Point annotation records
-------

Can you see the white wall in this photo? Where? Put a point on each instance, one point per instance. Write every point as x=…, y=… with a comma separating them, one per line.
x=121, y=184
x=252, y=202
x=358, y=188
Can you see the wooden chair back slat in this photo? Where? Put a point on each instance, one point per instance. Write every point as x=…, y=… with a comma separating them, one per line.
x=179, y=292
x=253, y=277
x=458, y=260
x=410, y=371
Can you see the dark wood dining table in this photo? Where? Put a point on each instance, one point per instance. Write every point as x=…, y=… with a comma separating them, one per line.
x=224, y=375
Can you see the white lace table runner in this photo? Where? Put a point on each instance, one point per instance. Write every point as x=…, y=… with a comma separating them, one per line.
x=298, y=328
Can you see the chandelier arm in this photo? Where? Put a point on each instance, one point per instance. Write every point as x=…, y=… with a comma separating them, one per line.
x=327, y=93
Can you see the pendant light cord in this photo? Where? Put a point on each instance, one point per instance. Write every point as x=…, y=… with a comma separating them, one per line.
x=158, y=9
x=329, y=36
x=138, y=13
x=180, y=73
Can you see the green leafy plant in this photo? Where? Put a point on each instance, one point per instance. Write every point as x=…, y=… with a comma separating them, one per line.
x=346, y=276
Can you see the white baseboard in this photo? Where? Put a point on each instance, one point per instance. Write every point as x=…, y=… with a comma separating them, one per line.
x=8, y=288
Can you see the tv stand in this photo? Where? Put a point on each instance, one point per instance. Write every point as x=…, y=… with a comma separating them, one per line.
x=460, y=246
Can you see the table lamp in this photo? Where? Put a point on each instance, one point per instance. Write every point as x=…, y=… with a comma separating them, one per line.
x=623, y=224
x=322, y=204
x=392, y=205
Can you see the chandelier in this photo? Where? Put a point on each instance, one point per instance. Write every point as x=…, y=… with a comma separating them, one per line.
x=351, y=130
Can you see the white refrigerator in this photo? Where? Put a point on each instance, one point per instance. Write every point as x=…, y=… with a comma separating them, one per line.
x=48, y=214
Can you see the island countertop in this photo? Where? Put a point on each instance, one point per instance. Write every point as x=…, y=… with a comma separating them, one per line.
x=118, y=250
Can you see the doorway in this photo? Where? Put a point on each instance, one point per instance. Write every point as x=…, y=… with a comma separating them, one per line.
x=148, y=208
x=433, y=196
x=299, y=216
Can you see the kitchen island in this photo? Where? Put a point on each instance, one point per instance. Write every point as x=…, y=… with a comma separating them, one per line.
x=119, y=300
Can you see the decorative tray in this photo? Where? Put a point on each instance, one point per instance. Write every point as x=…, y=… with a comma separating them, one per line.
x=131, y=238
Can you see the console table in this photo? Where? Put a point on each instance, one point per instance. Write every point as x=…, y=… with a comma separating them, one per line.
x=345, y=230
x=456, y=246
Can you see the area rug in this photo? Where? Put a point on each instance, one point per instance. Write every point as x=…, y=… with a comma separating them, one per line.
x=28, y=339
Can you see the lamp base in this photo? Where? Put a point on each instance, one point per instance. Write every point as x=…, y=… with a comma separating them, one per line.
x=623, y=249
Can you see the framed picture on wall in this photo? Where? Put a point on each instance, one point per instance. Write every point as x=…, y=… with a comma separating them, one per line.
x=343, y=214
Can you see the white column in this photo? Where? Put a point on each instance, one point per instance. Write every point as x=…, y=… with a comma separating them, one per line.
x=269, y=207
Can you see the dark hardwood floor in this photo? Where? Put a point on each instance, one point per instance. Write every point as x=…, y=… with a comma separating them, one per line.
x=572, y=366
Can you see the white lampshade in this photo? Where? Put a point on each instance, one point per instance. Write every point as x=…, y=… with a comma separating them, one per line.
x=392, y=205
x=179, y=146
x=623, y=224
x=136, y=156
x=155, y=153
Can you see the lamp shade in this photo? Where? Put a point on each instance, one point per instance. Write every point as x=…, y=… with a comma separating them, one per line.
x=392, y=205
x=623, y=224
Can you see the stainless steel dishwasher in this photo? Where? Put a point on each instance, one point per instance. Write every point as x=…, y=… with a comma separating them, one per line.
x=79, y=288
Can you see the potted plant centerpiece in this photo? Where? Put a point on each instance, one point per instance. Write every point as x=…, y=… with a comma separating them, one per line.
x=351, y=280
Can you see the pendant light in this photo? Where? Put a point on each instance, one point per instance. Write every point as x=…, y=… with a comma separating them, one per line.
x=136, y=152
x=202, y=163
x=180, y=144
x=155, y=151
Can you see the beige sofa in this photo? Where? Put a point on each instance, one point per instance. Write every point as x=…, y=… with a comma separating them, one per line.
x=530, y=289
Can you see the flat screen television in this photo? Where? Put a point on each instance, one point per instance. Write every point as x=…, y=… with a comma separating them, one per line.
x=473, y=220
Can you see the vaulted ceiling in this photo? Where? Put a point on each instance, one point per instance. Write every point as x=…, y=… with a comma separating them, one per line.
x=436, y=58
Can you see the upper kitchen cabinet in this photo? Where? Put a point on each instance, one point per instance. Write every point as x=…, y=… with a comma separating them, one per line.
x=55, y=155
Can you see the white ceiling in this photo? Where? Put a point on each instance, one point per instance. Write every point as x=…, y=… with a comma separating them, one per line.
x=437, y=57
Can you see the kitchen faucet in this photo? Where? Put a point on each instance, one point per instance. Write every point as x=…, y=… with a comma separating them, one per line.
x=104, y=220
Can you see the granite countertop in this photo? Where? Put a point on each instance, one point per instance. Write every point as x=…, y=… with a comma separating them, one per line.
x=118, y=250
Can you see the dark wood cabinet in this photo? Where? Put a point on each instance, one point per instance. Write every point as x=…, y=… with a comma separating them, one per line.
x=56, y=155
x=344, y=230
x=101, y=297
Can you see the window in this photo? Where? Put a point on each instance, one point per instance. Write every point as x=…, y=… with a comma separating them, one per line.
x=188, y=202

-------

Task
All of the data needs to be reproduced exactly, with no line missing.

Written response
Can you see the white wall in this photo? Where? Put a point on each instance, one point per instance. Write every point as x=…, y=… with a comma separating them, one per line.
x=121, y=184
x=252, y=202
x=358, y=188
Can you see the wooden chair back slat in this photo? Where? Put a point on each instance, one point per instance. Write every point as x=…, y=… with a comma separating them, one per line.
x=179, y=292
x=253, y=277
x=458, y=260
x=410, y=371
Can you see the dark wood dining table in this photo? Where? Put a point on each instance, one point per instance. Write every point as x=…, y=… with a comma separating them, one per line.
x=224, y=375
Can you see the white lace table runner in this photo? Where? Put a point on each instance, one point per instance. Write every point as x=…, y=… with a comma separating them, one per line.
x=298, y=328
Can you see the chandelier arm in this photo? Where? Put a point on each instance, one point per instance. Write every point as x=…, y=… with a comma separating them, one per line.
x=327, y=93
Can you see the pendant light cord in this photo? Where? Put a point on each instance, one point per instance. Write every point as x=…, y=… with a comma separating them, one per line.
x=158, y=9
x=329, y=36
x=138, y=13
x=180, y=73
Can you see the green leafy plant in this photo? Where? Put a point on each instance, one point per instance. Write every point as x=…, y=… with a comma separating them, one per line.
x=346, y=276
Can you see the white baseboard in this photo? Where? Put a point on each instance, one point per instance. Write every point as x=…, y=… with a comma separating them, one per line.
x=8, y=288
Can you see the tv stand in this photo? Where? Put a point on each instance, one point per instance. Write every point as x=…, y=… with a comma separating them, one per line.
x=460, y=246
Can you see the table lamp in this photo? Where? Put a point on each instance, one point per instance. Write every point as x=…, y=… with a comma separating them, one per line.
x=623, y=224
x=322, y=204
x=392, y=205
Can you see the chandelier in this photo? Where? Put a point on each instance, one point per instance. Write every point as x=…, y=… with a comma separating them, one per line.
x=351, y=130
Can you see the white refrigerator in this photo? Where? Put a point on each instance, one point per instance. Write every point as x=…, y=… with a comma separating them, one per line.
x=48, y=214
Can you see the island countertop in this photo? Where? Put a point on each instance, one point per instance. Write every point as x=…, y=… with a comma separating them, one per line.
x=118, y=250
Can you see the doorway in this photo? Where? Put a point on each instance, one point per instance. Write every point as x=…, y=… with a comma separating them, one per line.
x=148, y=208
x=433, y=196
x=299, y=216
Can you see the kitchen island in this photo? Where? Put a point on each instance, one point per instance. Write every point as x=…, y=… with a comma separating them, one per line.
x=119, y=300
Can you see the decorative tray in this photo? Where? Put a point on each instance, one point per instance. Write every point as x=…, y=… with a comma separating them, one per line.
x=131, y=238
Can you see the console table in this photo? Where? Put a point on each instance, one point per instance. Write every point as x=…, y=… with a comma separating them, one per line.
x=345, y=230
x=456, y=246
Can you see the area rug in this photo? Where? Put a point on each instance, one point per instance. Write every point as x=…, y=… with a comma separating them, one per line.
x=28, y=339
Can you see the lamp base in this photo? Where? Put a point on each instance, one point per instance. Write every point as x=…, y=… with a comma separating them, one per line.
x=623, y=249
Can you see the framed picture on wall in this photo? Where? Put a point on each instance, one point per instance. Write every point as x=…, y=… with a comma separating them, one per line.
x=343, y=214
Can you see the white column in this photo? Where? Put a point on each instance, one point per instance. Write every point as x=…, y=… with a comma separating them, one per line.
x=269, y=207
Can you see the dark hardwood floor in this photo? Where? Put a point on each instance, one point per instance. Write every point as x=…, y=… with a comma separating them, one per line.
x=572, y=366
Can you see the white lampshade in this photo? Where? Put a point on each instance, one point per instance. Write every point as x=…, y=… with a comma separating them, one per line.
x=392, y=205
x=179, y=146
x=623, y=224
x=136, y=156
x=155, y=153
Can you see the lamp shade in this photo? Where? Put a point on each instance, one point per instance. Write every point as x=…, y=… with a comma separating them, one per line.
x=392, y=205
x=623, y=224
Can you see the stainless steel dishwasher in this photo? Where? Put a point on each instance, one point per instance. Write every point as x=…, y=… with a comma separating them, one per line.
x=79, y=288
Can you see the potted plant centerpiece in this photo? Where? Put a point on each instance, one point per instance. Write every point as x=…, y=… with a comma separating them, one per line.
x=351, y=280
Can you see the pendant light in this photo? Where? Put a point on each instance, one point per instance. Write every point as x=…, y=… with a comma separating them, one per line.
x=136, y=152
x=202, y=163
x=180, y=144
x=155, y=151
Can you see the beige sofa in this photo? Where? Put a point on each instance, one point per instance. Write every point as x=…, y=… with a comma separating them, one per line.
x=530, y=289
Can you see the flat screen television in this photo? Where? Put a point on each instance, one point per instance. Write every point as x=…, y=… with a comma separating them, one per line.
x=473, y=220
Can you see the vaulted ceiling in this photo? Where? Put a point on each instance, one point per instance. Write every point as x=…, y=… with a comma separating them, one per line.
x=436, y=58
Can you see the upper kitchen cabinet in this photo? Where? Put a point on each instance, one point per instance. Write every point as x=…, y=… with a comma separating them, one per line.
x=55, y=155
Can you see the white ceiling in this photo? Where? Put a point on each instance, one point per instance. Write every point as x=…, y=… with a comma separating them, one per line.
x=437, y=57
Can you see the kitchen faucet in this photo? Where? Put a point on each instance, one point per instance. Write every point as x=…, y=… with a comma separating them, one per line.
x=104, y=220
Can you see the granite countertop in this photo? Where? Put a point on each instance, one point per instance. Write every point as x=…, y=… with a comma separating them, one per line.
x=118, y=250
Can you see the dark wood cabinet in this photo? Where? Put a point on each instance, one point per instance. Write every point as x=…, y=… with a comma separating them, one per line.
x=56, y=155
x=344, y=230
x=101, y=297
Can you see the window in this photo? Where? Put a point on each instance, one point per instance. Write every point as x=…, y=… with a comma separating them, one per line.
x=188, y=202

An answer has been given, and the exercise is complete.